Please return the listing below word for word, from its first line through its last, and leave out the pictures.
╭─ Data to process
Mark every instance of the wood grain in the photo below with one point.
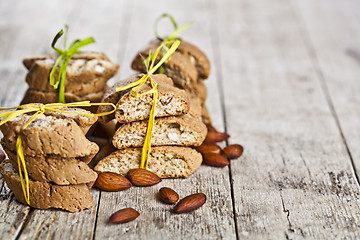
(295, 179)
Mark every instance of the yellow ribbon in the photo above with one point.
(136, 85)
(39, 111)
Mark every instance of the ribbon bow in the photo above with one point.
(137, 84)
(63, 60)
(169, 39)
(39, 111)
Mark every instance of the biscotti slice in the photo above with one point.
(171, 101)
(43, 195)
(184, 130)
(197, 56)
(84, 75)
(205, 115)
(83, 121)
(58, 170)
(179, 68)
(164, 161)
(47, 135)
(35, 96)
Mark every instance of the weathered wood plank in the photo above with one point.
(295, 179)
(336, 51)
(215, 219)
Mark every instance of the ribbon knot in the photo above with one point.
(39, 111)
(137, 84)
(63, 61)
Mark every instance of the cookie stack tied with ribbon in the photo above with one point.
(159, 123)
(48, 155)
(188, 66)
(68, 75)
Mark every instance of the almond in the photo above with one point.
(215, 159)
(211, 128)
(208, 148)
(212, 137)
(142, 177)
(2, 155)
(124, 215)
(190, 203)
(233, 151)
(167, 195)
(112, 182)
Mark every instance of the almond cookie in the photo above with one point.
(47, 135)
(197, 56)
(184, 130)
(171, 101)
(43, 195)
(84, 75)
(164, 161)
(179, 68)
(61, 171)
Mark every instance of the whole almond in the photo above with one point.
(142, 177)
(233, 151)
(212, 137)
(208, 148)
(211, 128)
(215, 159)
(124, 215)
(167, 195)
(190, 203)
(112, 182)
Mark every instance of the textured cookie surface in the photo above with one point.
(171, 101)
(84, 74)
(58, 170)
(164, 161)
(180, 68)
(47, 135)
(72, 198)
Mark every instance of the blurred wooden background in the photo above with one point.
(285, 83)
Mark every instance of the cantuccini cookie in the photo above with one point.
(55, 169)
(113, 96)
(48, 135)
(197, 56)
(43, 195)
(171, 101)
(179, 68)
(164, 161)
(83, 121)
(184, 130)
(84, 75)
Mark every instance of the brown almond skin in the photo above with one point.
(211, 128)
(167, 195)
(112, 182)
(142, 177)
(2, 155)
(212, 137)
(208, 148)
(190, 203)
(215, 160)
(124, 215)
(233, 151)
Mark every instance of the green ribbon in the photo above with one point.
(63, 61)
(167, 40)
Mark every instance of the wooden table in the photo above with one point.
(285, 83)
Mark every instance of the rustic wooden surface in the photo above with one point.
(284, 83)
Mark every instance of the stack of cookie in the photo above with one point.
(177, 128)
(86, 77)
(188, 67)
(56, 154)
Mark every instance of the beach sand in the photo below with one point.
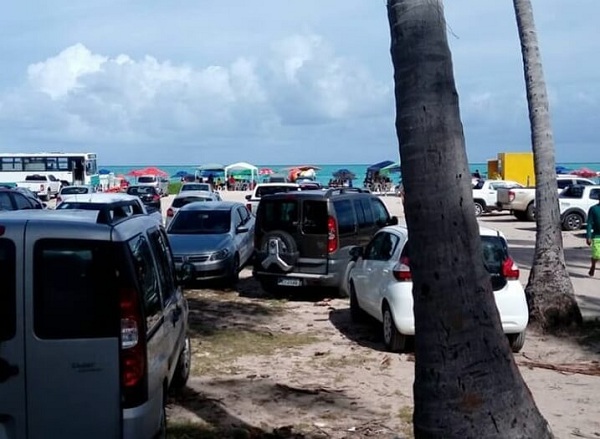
(569, 401)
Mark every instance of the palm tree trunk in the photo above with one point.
(550, 293)
(467, 384)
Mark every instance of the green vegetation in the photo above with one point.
(174, 187)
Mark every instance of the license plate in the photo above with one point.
(288, 282)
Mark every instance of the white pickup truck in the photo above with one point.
(575, 202)
(485, 193)
(44, 186)
(521, 201)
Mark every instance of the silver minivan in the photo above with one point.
(93, 326)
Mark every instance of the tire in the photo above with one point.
(516, 341)
(184, 366)
(520, 215)
(572, 221)
(393, 340)
(479, 208)
(356, 313)
(530, 212)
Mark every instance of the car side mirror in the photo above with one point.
(356, 252)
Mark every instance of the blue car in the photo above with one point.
(212, 240)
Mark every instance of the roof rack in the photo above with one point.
(343, 190)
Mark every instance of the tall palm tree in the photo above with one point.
(466, 381)
(550, 293)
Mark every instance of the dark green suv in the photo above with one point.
(304, 238)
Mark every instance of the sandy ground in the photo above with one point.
(344, 385)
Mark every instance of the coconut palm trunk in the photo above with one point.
(467, 384)
(550, 293)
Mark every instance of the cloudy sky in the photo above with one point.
(274, 82)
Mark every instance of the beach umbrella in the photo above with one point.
(585, 172)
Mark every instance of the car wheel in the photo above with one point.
(530, 212)
(479, 209)
(184, 366)
(572, 221)
(234, 274)
(356, 312)
(393, 340)
(516, 341)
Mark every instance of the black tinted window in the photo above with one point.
(147, 279)
(74, 290)
(209, 222)
(345, 216)
(278, 215)
(182, 201)
(314, 217)
(7, 290)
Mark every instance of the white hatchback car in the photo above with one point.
(380, 284)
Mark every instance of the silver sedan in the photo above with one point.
(212, 240)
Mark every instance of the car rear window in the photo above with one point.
(268, 190)
(147, 179)
(74, 290)
(180, 202)
(8, 300)
(204, 222)
(279, 214)
(74, 190)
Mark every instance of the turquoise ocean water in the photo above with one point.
(323, 174)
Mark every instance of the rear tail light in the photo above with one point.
(401, 270)
(133, 348)
(510, 270)
(332, 238)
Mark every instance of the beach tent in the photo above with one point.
(243, 167)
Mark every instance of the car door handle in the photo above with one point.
(176, 314)
(7, 370)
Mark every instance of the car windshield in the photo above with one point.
(141, 190)
(203, 222)
(147, 179)
(180, 202)
(75, 190)
(195, 187)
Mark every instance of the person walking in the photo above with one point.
(593, 235)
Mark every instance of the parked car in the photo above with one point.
(304, 238)
(160, 184)
(111, 205)
(262, 189)
(187, 197)
(44, 186)
(485, 194)
(521, 201)
(149, 195)
(73, 192)
(381, 286)
(16, 199)
(93, 326)
(575, 202)
(212, 239)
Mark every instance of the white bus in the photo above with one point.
(68, 167)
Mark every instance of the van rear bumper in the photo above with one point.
(143, 420)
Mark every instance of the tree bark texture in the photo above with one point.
╰─
** Output below **
Mark every instance of the wood grain in the photo below with one point.
(295, 179)
Mark every instance of the yellow ribbon in the photo above with one point.
(136, 85)
(39, 111)
Mark every instance of the ribbon bow in the photo above with one point.
(137, 84)
(63, 60)
(169, 39)
(39, 111)
Mark every instance of the biscotti slice in the photo above with one point.
(171, 101)
(43, 195)
(184, 130)
(197, 56)
(84, 75)
(205, 115)
(83, 121)
(58, 170)
(179, 68)
(164, 161)
(47, 135)
(35, 96)
Mark every instance of the weathered wood plank in the photo above with one point.
(295, 179)
(336, 51)
(215, 219)
Mark every instance of the ribbon knot in the photo above with one point.
(39, 111)
(137, 84)
(63, 61)
Mark every instance of the cookie stack tied with ribbon in the photo above with one point.
(159, 123)
(48, 155)
(188, 66)
(68, 75)
Mark every instance of the almond in the photo above with one point.
(215, 159)
(211, 128)
(208, 148)
(212, 137)
(142, 177)
(2, 155)
(124, 215)
(190, 203)
(233, 151)
(167, 195)
(112, 182)
Mark every instance of the almond cookie in the photo above with one point.
(47, 135)
(197, 56)
(184, 130)
(171, 101)
(43, 195)
(84, 75)
(164, 161)
(179, 68)
(61, 171)
Mark every instance of the whole almond in the photo above with one point.
(142, 177)
(233, 151)
(212, 137)
(208, 148)
(211, 128)
(215, 159)
(124, 215)
(167, 195)
(190, 203)
(112, 182)
Mark every instance of the textured cookie surface in the photo above with one point.
(171, 101)
(84, 74)
(58, 170)
(164, 161)
(180, 68)
(47, 135)
(72, 198)
Mark every instance of the blurred wooden background in the photo above with one point.
(285, 83)
Mark every instance of the cantuccini cookie in the photo above with one point.
(55, 169)
(113, 96)
(48, 135)
(197, 56)
(43, 195)
(171, 101)
(179, 68)
(164, 161)
(83, 121)
(184, 130)
(84, 75)
Mark every instance of the brown almond skin in the photo above with one point.
(211, 128)
(167, 195)
(112, 182)
(142, 177)
(2, 155)
(212, 137)
(208, 148)
(190, 203)
(215, 160)
(124, 215)
(233, 151)
Mark every instance of the green ribbon in the photo above with one point.
(63, 61)
(167, 40)
Mark every instance of the wooden table in the photo above with one point.
(285, 83)
Mark every instance of the rustic wooden surface in the photo above with one point.
(284, 83)
Mark every instance of the stack of cookie in the photo above with one point.
(177, 128)
(86, 77)
(188, 67)
(56, 154)
Mark every instance of the beach sand in the photo below with one point.
(569, 401)
Mark every instance of the palm tree trunk in the photo above with one point.
(550, 293)
(467, 384)
Mark every instance of the green vegetation in the photo above with one point.
(174, 187)
Mark every instance of the license plate in the photo above with one point.
(288, 282)
Mark every instance of the white pickup truck in the photo above with one point.
(575, 202)
(485, 193)
(44, 186)
(521, 201)
Mark every instance of the silver minivan in the photo above with one point.
(93, 326)
Mark every instance of the tire in the photo above with one point.
(516, 341)
(184, 366)
(520, 215)
(572, 221)
(393, 340)
(479, 208)
(356, 313)
(530, 212)
Mark every instance of the car side mirror in the photo above with one point.
(356, 252)
Mark every instance of the blue car in the photo above with one point.
(212, 240)
Mark every instance of the roof rack in the photo above with one point.
(343, 190)
Mark every instance of the tall palm tree in the photo above with one point.
(466, 381)
(550, 293)
Mark every instance of the dark green suv in the photo above with one point.
(304, 238)
Mark every instance of the sandy ground in the photo above with one point.
(344, 385)
Mark every instance of the coconut palm trunk in the photo above with one point.
(467, 384)
(550, 293)
Mark every instance of the cloudy sky in the photo above with one point.
(274, 82)
Mark every instance of the beach umbrella in the photo above with one point.
(585, 172)
Mark every instance of the car wheel in the photo above with one point.
(530, 212)
(479, 209)
(184, 366)
(572, 221)
(234, 274)
(356, 312)
(393, 340)
(516, 341)
Mark every instance of the black tinted window in the photo above with one point.
(147, 279)
(74, 290)
(209, 222)
(345, 216)
(278, 215)
(182, 201)
(314, 217)
(7, 290)
Mark every instance of the white hatchback car in the photo above with one point.
(380, 284)
Mark every instance of the silver sedan in the photo above with one point.
(212, 240)
Mark every instance of the car rear window in the photo above with one point.
(268, 190)
(147, 179)
(74, 290)
(180, 202)
(8, 300)
(204, 222)
(279, 214)
(74, 190)
Mark every instance of the turquoise ocean water in the photo above with one point.
(323, 174)
Mark every instance of the rear tail light in the photo above with one point.
(401, 270)
(133, 348)
(510, 270)
(332, 238)
Mark every instance of the beach tent in the photo above with one point.
(243, 167)
Mark every instance of the car door handle in the photo above with one point.
(176, 314)
(7, 370)
Mark every instance of the car windshield in the photo above with one point.
(141, 190)
(203, 222)
(147, 179)
(180, 202)
(75, 190)
(195, 187)
Mark every instance of the person walking in the photo above with one point.
(593, 235)
Mark every instance of the parked car in the photo above with one point.
(304, 238)
(160, 184)
(111, 205)
(262, 189)
(187, 197)
(44, 186)
(485, 194)
(521, 201)
(149, 195)
(73, 192)
(381, 286)
(16, 199)
(93, 326)
(575, 202)
(212, 239)
Mark every instance of the white bus in the photo above with one point.
(68, 167)
Mark every instance of the van rear bumper in the photo above with one point.
(143, 420)
Mark every instance of the tree bark texture in the photo above with one point.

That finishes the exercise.